**TASK TO COMPLETE**
What you return must be exactly the lines running from the one with "Challenge round — find the star" to the end of the data below, inclusive, and nothing more.

**RECORDS TO USE**
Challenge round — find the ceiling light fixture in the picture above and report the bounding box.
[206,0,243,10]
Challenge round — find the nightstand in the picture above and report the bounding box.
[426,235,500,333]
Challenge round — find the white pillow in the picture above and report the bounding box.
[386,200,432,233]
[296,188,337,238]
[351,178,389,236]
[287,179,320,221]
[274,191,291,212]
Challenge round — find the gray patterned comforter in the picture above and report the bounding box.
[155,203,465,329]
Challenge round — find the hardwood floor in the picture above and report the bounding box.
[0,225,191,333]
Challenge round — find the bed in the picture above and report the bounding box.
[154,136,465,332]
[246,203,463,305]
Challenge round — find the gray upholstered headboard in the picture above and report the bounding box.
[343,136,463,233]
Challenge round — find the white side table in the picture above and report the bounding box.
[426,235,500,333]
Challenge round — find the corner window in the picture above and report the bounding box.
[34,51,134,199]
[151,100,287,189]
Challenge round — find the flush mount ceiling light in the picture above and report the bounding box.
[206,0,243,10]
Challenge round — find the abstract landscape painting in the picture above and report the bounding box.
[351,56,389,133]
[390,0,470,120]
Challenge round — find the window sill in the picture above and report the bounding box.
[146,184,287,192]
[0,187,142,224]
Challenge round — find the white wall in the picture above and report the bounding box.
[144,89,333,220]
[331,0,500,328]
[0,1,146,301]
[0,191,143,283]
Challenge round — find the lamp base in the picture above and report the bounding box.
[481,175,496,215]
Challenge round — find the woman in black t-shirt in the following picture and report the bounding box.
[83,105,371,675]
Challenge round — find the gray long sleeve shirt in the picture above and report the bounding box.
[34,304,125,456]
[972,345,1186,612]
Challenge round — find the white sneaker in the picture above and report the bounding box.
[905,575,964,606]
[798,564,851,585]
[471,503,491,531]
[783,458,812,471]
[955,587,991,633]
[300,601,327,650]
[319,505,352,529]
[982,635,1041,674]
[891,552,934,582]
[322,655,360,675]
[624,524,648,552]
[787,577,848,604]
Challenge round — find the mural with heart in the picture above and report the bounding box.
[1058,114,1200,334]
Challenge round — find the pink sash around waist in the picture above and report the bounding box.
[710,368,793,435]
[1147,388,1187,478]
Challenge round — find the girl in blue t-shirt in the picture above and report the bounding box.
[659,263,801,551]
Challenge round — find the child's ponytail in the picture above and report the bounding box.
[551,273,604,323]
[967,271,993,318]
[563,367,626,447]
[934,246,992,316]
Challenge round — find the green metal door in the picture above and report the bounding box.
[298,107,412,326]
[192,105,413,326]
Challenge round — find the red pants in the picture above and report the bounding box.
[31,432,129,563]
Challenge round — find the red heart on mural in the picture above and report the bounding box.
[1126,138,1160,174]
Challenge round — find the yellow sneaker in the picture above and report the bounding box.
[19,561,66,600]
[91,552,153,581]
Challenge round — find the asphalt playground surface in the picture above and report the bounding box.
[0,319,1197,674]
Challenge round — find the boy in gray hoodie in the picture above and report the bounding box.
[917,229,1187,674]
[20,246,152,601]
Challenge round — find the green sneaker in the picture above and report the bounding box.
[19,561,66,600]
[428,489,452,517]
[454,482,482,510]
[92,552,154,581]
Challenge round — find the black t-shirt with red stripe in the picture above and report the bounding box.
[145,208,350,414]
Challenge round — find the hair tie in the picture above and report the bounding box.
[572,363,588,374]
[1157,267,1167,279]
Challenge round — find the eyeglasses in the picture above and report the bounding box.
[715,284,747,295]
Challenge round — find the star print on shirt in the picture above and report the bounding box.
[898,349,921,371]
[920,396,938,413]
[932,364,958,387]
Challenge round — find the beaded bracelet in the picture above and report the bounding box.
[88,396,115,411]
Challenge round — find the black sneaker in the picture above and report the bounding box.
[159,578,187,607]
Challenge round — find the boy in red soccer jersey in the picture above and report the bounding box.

**ANSWER SECTION**
Challenge round — find the star print on shirt in the picture above and report the bounding box.
[898,349,921,371]
[920,396,938,413]
[932,364,958,387]
Challenge round — find the beaded bracelet in the picture above and report the bounding box.
[88,396,115,411]
Challenge round — find the black sneaker in the picture above and report the bounding box.
[159,578,187,607]
Challenge round — find the boy in red soccer jersey in the picture above and report the bounding box.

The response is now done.